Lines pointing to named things

## begin

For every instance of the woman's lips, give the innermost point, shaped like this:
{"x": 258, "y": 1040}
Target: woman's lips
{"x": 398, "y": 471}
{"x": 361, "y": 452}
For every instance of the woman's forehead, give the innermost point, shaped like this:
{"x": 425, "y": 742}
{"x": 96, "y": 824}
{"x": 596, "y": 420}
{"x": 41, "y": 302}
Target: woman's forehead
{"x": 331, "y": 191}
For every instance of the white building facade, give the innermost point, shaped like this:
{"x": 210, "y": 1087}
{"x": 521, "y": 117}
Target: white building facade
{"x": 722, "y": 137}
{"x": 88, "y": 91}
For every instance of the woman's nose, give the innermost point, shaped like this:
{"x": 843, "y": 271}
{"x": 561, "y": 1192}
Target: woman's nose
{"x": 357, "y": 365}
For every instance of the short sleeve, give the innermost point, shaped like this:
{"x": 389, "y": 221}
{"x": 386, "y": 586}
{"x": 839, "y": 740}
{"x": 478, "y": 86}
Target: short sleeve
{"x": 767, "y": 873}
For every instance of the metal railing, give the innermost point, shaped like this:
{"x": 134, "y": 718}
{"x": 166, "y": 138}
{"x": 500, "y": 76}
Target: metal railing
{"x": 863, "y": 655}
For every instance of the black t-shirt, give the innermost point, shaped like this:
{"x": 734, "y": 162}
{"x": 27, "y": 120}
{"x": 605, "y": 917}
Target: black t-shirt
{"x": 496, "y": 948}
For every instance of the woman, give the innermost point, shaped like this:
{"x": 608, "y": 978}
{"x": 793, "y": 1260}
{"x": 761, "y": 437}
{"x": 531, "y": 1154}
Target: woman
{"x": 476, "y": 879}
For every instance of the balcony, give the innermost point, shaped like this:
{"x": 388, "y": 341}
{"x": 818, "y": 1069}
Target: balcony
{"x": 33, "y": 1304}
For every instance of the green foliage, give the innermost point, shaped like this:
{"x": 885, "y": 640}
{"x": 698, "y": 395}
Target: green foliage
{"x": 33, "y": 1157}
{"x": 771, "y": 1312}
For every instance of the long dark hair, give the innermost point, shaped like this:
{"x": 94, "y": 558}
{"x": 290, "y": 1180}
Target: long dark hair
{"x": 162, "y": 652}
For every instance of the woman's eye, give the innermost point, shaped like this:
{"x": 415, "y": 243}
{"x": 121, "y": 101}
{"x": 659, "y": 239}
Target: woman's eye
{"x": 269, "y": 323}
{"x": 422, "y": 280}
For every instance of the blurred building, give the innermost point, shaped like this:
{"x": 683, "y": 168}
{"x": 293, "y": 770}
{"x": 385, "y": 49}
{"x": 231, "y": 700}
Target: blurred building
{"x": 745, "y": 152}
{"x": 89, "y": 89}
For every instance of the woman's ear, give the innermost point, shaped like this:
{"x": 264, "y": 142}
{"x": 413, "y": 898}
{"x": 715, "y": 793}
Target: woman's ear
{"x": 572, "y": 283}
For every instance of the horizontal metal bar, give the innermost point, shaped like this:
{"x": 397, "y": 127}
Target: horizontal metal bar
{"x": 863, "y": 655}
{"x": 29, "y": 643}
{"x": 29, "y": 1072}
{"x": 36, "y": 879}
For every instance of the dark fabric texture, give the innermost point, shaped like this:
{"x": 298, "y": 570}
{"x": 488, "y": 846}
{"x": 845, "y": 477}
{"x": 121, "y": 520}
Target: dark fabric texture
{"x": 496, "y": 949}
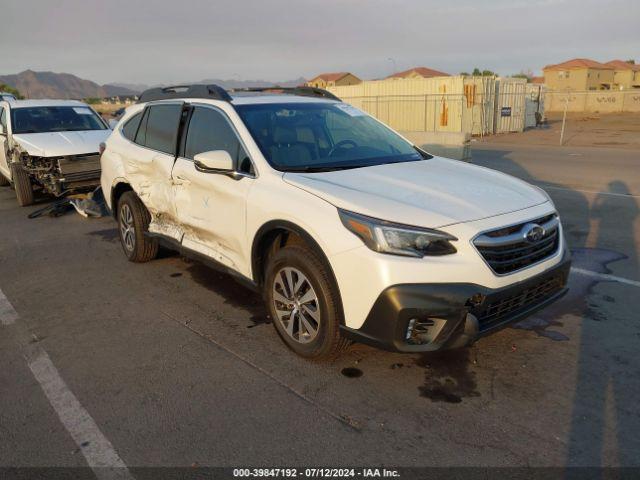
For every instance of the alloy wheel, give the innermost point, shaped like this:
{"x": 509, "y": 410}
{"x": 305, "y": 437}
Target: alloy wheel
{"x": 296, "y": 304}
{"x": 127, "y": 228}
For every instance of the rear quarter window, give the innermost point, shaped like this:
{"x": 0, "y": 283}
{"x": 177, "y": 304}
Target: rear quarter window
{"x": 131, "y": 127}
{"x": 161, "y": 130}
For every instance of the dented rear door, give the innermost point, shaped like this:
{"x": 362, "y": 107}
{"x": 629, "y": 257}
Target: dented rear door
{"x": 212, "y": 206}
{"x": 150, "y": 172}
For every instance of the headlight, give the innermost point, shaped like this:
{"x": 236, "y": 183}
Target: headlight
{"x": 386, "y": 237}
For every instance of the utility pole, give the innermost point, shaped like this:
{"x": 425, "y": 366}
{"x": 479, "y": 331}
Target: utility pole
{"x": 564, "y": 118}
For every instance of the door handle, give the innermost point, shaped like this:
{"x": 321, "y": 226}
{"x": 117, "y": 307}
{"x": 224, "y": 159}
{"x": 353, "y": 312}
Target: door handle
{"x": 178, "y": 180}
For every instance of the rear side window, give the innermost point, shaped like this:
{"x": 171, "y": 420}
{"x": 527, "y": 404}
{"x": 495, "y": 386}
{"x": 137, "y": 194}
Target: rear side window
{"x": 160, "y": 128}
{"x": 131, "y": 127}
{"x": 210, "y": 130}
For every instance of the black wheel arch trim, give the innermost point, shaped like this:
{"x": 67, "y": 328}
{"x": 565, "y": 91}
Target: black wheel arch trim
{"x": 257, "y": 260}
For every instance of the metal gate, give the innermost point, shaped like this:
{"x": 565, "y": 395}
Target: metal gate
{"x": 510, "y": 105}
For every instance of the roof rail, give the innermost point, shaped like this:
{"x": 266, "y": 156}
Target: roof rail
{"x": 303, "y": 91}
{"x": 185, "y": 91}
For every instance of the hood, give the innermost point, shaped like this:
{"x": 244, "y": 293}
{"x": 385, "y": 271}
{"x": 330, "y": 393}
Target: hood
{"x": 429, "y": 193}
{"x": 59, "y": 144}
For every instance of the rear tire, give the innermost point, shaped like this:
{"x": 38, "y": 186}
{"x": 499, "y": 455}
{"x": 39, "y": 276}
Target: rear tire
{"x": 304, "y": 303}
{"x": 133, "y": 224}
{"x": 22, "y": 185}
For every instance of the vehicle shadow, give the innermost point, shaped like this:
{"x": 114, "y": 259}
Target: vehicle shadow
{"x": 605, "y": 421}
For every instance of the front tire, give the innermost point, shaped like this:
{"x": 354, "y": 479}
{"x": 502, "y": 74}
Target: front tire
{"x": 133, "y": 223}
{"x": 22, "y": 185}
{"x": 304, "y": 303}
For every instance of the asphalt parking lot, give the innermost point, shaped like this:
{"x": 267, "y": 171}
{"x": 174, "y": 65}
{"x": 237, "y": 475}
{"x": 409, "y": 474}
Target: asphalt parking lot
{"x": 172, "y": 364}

## end

* _THE REQUEST_: Rewrite all of these lines, putting "most central" wherever "innermost" appears and keeping everything else the same. Leave the pictures out of your answer.

* _CORRECT ANSWER_:
For every instance of the woman's lips, give the most central point, shaped like this:
{"x": 258, "y": 1040}
Target: woman's lips
{"x": 398, "y": 471}
{"x": 361, "y": 452}
For every instance of the woman's forehead, give the most central point, shaped like this:
{"x": 425, "y": 742}
{"x": 96, "y": 824}
{"x": 596, "y": 420}
{"x": 41, "y": 302}
Target: woman's forehead
{"x": 331, "y": 191}
For every instance of the white building facade, give the most central point, shaped like this:
{"x": 210, "y": 1087}
{"x": 521, "y": 117}
Target: white building facade
{"x": 722, "y": 137}
{"x": 88, "y": 91}
For every instance of the woman's nose, give the most central point, shaped like this:
{"x": 843, "y": 271}
{"x": 561, "y": 1192}
Target: woman's nose
{"x": 357, "y": 365}
For every instance of the short sleeve, give the most central point, shaped like this:
{"x": 389, "y": 221}
{"x": 386, "y": 586}
{"x": 839, "y": 740}
{"x": 478, "y": 86}
Target: short sleeve
{"x": 767, "y": 873}
For every instance of the metal railing, give the most central point, shaped like this:
{"x": 134, "y": 718}
{"x": 166, "y": 138}
{"x": 500, "y": 76}
Target: metal railing
{"x": 863, "y": 655}
For every instance of the black t-shirt, give the most central point, shaped like this:
{"x": 734, "y": 162}
{"x": 27, "y": 120}
{"x": 605, "y": 917}
Target: black t-shirt
{"x": 496, "y": 948}
For every instance of the woman, give the most central point, shaped like this:
{"x": 608, "y": 978}
{"x": 793, "y": 1260}
{"x": 761, "y": 437}
{"x": 531, "y": 1154}
Target: woman
{"x": 476, "y": 879}
For every instance of the balcony, give the most central point, shaped like this:
{"x": 388, "y": 341}
{"x": 818, "y": 1069}
Target: balcony
{"x": 33, "y": 1304}
For every instance of the green foliage, give the most central point, shaped like this:
{"x": 885, "y": 640}
{"x": 698, "y": 395}
Target: green foliage
{"x": 33, "y": 1157}
{"x": 771, "y": 1312}
For every instance of the long dark hair, give the most central point, shaped like this:
{"x": 94, "y": 558}
{"x": 290, "y": 1180}
Target: long dark hair
{"x": 162, "y": 652}
For every instance of the woman's eye, give the most central point, shaped like this:
{"x": 415, "y": 243}
{"x": 121, "y": 101}
{"x": 659, "y": 239}
Target: woman's eye
{"x": 269, "y": 323}
{"x": 422, "y": 280}
For every instance of the blurred building, give the most central point, shaped like this:
{"x": 683, "y": 168}
{"x": 293, "y": 770}
{"x": 385, "y": 49}
{"x": 231, "y": 700}
Target: blurred building
{"x": 745, "y": 152}
{"x": 89, "y": 89}
For every instance of the woman's ear, give the most central point, shaped like this:
{"x": 264, "y": 142}
{"x": 413, "y": 898}
{"x": 715, "y": 793}
Target: woman's ear
{"x": 572, "y": 283}
For every instance of the horizontal metal bar, give the most central point, shaped like this:
{"x": 397, "y": 127}
Target: horizontal metal bar
{"x": 863, "y": 655}
{"x": 29, "y": 643}
{"x": 29, "y": 1072}
{"x": 36, "y": 879}
For every instance of the dark fabric texture, give the most central point, shaped like this:
{"x": 298, "y": 570}
{"x": 488, "y": 846}
{"x": 845, "y": 477}
{"x": 121, "y": 520}
Target: dark fabric texture
{"x": 496, "y": 949}
For every instance of the alloy wheel, give the most central point, shaped like this:
{"x": 509, "y": 410}
{"x": 305, "y": 437}
Target: alloy wheel
{"x": 296, "y": 304}
{"x": 127, "y": 228}
For every instance of the rear quarter window, give the most central point, shaped like this:
{"x": 0, "y": 283}
{"x": 177, "y": 304}
Target: rear quarter window
{"x": 131, "y": 127}
{"x": 161, "y": 130}
For every instance of the dented rear door, give the most central point, shaped like this:
{"x": 362, "y": 107}
{"x": 629, "y": 257}
Target: dented rear door
{"x": 212, "y": 206}
{"x": 150, "y": 172}
For every instance of the headlight, give the most central point, shaped like this:
{"x": 236, "y": 183}
Target: headlight
{"x": 386, "y": 237}
For every instance of the utility pole, give the most central point, shaped like this:
{"x": 425, "y": 366}
{"x": 479, "y": 331}
Target: utility pole
{"x": 564, "y": 118}
For every instance of the door handle, give the most central point, shaped like this:
{"x": 321, "y": 226}
{"x": 117, "y": 307}
{"x": 224, "y": 159}
{"x": 353, "y": 312}
Target: door handle
{"x": 178, "y": 180}
For every instance of the rear side window, give the most central point, shaped like this:
{"x": 171, "y": 420}
{"x": 527, "y": 404}
{"x": 495, "y": 386}
{"x": 137, "y": 194}
Target: rear side window
{"x": 160, "y": 128}
{"x": 131, "y": 127}
{"x": 210, "y": 130}
For every instance of the black wheel arch trim, give the most central point, shaped like this:
{"x": 67, "y": 328}
{"x": 565, "y": 91}
Target: black wheel arch trim
{"x": 257, "y": 260}
For every instance of the metal gate, give the most central point, shaped like this:
{"x": 565, "y": 395}
Target: metal gate
{"x": 510, "y": 105}
For every instance of the roof rail, give the most central point, shaped like this:
{"x": 266, "y": 156}
Target: roof rail
{"x": 303, "y": 91}
{"x": 185, "y": 91}
For every instance of the hood, give the most central point, shaped like this:
{"x": 244, "y": 293}
{"x": 385, "y": 271}
{"x": 330, "y": 393}
Target: hood
{"x": 429, "y": 193}
{"x": 59, "y": 144}
For every instance of the rear tire, give the most central point, shaped like this:
{"x": 38, "y": 186}
{"x": 499, "y": 455}
{"x": 39, "y": 276}
Target: rear tire
{"x": 304, "y": 303}
{"x": 133, "y": 224}
{"x": 22, "y": 185}
For every instance of the vehicle shadow, give the most central point, shaped like this:
{"x": 114, "y": 259}
Target: vehicle shadow
{"x": 605, "y": 421}
For every instance of the front tire, give the most central point, shaped like this:
{"x": 354, "y": 479}
{"x": 502, "y": 74}
Target: front tire
{"x": 133, "y": 223}
{"x": 22, "y": 185}
{"x": 304, "y": 303}
For every instance of the asphalt parking lot, give the most central point, shaped like this:
{"x": 267, "y": 171}
{"x": 174, "y": 65}
{"x": 237, "y": 475}
{"x": 409, "y": 474}
Target: asphalt parking lot
{"x": 172, "y": 364}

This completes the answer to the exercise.